# WORK INSTRUCTIONS:
Transcribe the data in full and exactly, omitting any pictures.

Images for object localization:
========

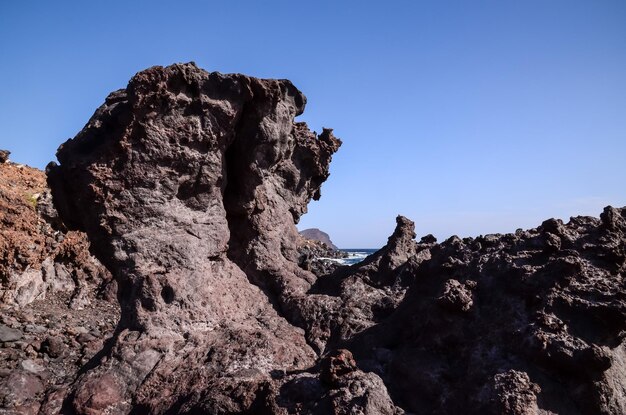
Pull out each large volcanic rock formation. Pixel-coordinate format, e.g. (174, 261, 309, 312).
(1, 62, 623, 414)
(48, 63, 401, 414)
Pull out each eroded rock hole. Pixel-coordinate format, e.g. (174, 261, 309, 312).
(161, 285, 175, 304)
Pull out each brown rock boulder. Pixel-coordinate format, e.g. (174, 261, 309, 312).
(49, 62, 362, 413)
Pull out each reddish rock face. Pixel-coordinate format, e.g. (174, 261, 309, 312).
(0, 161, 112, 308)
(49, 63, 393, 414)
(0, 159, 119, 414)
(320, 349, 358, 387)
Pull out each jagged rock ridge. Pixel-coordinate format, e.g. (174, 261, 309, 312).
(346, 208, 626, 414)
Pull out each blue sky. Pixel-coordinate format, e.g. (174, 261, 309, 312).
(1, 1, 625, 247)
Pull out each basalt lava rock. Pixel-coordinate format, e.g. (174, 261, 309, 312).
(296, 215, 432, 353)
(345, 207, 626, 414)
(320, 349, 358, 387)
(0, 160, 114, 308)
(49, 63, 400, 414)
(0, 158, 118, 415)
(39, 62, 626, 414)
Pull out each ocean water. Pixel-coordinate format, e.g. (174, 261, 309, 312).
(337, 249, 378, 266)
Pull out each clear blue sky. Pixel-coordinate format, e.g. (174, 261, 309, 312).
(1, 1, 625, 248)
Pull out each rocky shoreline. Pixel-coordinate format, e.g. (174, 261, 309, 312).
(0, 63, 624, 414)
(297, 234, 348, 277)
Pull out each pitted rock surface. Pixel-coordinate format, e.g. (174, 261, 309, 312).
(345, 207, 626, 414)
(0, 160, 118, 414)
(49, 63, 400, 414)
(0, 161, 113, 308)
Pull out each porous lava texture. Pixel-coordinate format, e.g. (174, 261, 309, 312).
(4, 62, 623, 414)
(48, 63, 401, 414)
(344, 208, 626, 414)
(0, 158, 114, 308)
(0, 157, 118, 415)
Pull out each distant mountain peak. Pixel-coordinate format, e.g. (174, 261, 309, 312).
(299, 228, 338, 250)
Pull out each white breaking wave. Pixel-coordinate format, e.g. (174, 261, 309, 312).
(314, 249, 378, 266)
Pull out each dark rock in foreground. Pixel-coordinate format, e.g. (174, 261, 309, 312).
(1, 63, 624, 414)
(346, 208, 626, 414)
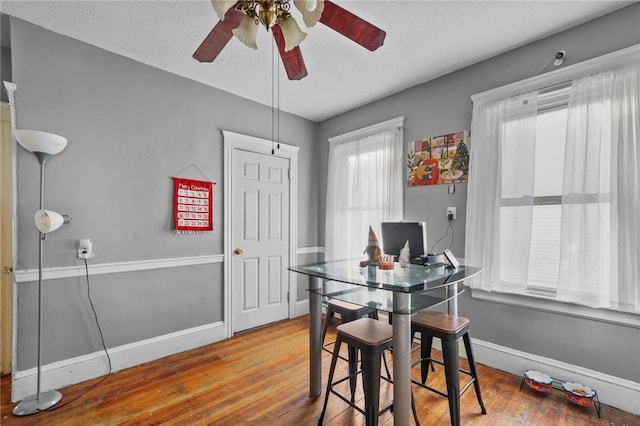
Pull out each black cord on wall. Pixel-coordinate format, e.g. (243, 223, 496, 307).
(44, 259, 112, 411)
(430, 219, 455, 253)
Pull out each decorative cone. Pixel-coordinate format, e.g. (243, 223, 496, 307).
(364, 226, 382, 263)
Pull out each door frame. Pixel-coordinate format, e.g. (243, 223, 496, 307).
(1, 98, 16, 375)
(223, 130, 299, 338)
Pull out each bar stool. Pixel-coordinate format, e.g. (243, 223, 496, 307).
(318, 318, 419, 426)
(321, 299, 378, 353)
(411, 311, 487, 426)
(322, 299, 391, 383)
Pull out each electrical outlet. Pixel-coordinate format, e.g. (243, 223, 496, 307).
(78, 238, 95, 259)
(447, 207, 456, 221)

========

# EXERCISE RESULT:
Pull out each large volcanic rock formation. Pixel-coordinate format, e.g. (174, 261, 309, 312).
(1, 62, 623, 414)
(48, 63, 401, 414)
Pull out each eroded rock hole. Pixel-coordinate format, e.g. (174, 261, 309, 312).
(161, 285, 175, 304)
Pull out each brown rock boulder. Pixel-coordinate format, e.g. (174, 261, 309, 312).
(49, 62, 362, 413)
Pull out each reddish rock face. Pixel-coordinate format, e.g. (174, 261, 309, 312).
(0, 161, 112, 308)
(49, 63, 393, 414)
(0, 159, 119, 414)
(320, 349, 358, 387)
Pull out each jagged rock ridge. Pixel-coordinate format, e.g. (174, 261, 309, 312).
(346, 208, 626, 414)
Pull out each blue sky. Pixel-coordinate format, e.g. (174, 261, 309, 312).
(1, 1, 625, 247)
Pull out each basalt lava rock. Pixel-coordinate format, e.g. (174, 261, 309, 312).
(296, 215, 432, 353)
(345, 207, 626, 414)
(320, 349, 358, 387)
(0, 160, 114, 308)
(49, 63, 400, 414)
(0, 158, 118, 415)
(39, 62, 626, 414)
Pull out each ocean water. Pixel-coordinate format, e.g. (174, 261, 309, 312).
(337, 249, 378, 266)
Pull out each clear blue sky. Pixel-coordinate format, e.g. (174, 261, 309, 312).
(1, 1, 625, 248)
Pull out each rocky shoreline. Pixel-coordinate format, e.g. (174, 261, 309, 312).
(0, 63, 624, 414)
(297, 234, 348, 277)
Pull out each pitted rock surface. Pixel-coordinate format, e.g. (174, 261, 309, 312).
(345, 207, 626, 414)
(0, 160, 118, 414)
(49, 63, 400, 414)
(0, 161, 113, 308)
Pull out each porous lava texture. Pixel-coordinate format, e.g. (174, 261, 309, 312).
(4, 62, 623, 414)
(48, 63, 401, 414)
(344, 208, 626, 414)
(0, 158, 114, 308)
(0, 157, 118, 415)
Pull out each distant mountain peak. Pixel-coordinate format, e.g. (174, 261, 309, 312).
(299, 228, 338, 250)
Pull out each white breaking wave. Pixel-coordinate format, e.g. (174, 261, 309, 312).
(314, 249, 378, 266)
Pull out each dark rock in foreground. Pixel-coordinate format, e.g. (174, 261, 309, 312).
(1, 63, 624, 414)
(346, 208, 626, 414)
Pull out each black cord on wall. Pixel-coordinate format, e.g. (243, 223, 496, 307).
(44, 259, 112, 411)
(430, 219, 455, 253)
Pull out each decorative cone. Pixel-coordinate format, e.g. (243, 223, 496, 307).
(364, 226, 382, 263)
Pull out each door frame. Pixel-coordinate format, e.g. (243, 223, 496, 307).
(1, 98, 16, 375)
(223, 130, 299, 338)
Pull out each bar stool. Pixel-coordinate format, e.g. (243, 223, 496, 307).
(318, 318, 419, 426)
(321, 299, 378, 353)
(411, 311, 487, 426)
(322, 299, 391, 383)
Pull out each electrical outlet. Pixel-coordinate format, e.g. (243, 223, 496, 307).
(78, 238, 95, 259)
(447, 207, 456, 221)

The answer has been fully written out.